=== WHAT YOU ARE ASKED TO DO ===
Transcribe every entry word for word, leaving out all images.

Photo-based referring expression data
★ ★ ★ ★
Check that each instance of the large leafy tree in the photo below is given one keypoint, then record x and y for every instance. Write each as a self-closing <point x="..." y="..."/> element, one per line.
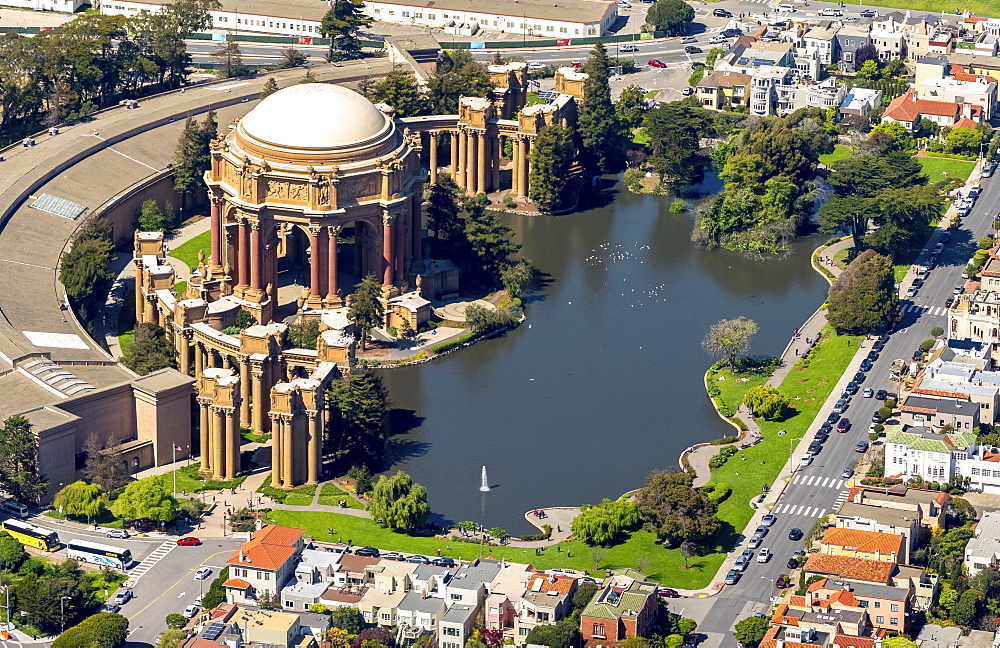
<point x="147" y="498"/>
<point x="359" y="424"/>
<point x="675" y="511"/>
<point x="600" y="130"/>
<point x="19" y="472"/>
<point x="365" y="307"/>
<point x="341" y="24"/>
<point x="399" y="504"/>
<point x="552" y="155"/>
<point x="729" y="338"/>
<point x="668" y="15"/>
<point x="864" y="295"/>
★ ★ ★ ★
=== SOLUTION TO THIS TASK ===
Check that each instance of the large leafy tree in the photo below is given one keypoint, then record x and y for every instance. Write each as a self-closing <point x="..." y="..."/> element, one per line.
<point x="147" y="498"/>
<point x="359" y="424"/>
<point x="675" y="511"/>
<point x="600" y="130"/>
<point x="19" y="472"/>
<point x="365" y="307"/>
<point x="341" y="24"/>
<point x="399" y="504"/>
<point x="552" y="155"/>
<point x="729" y="338"/>
<point x="668" y="15"/>
<point x="864" y="295"/>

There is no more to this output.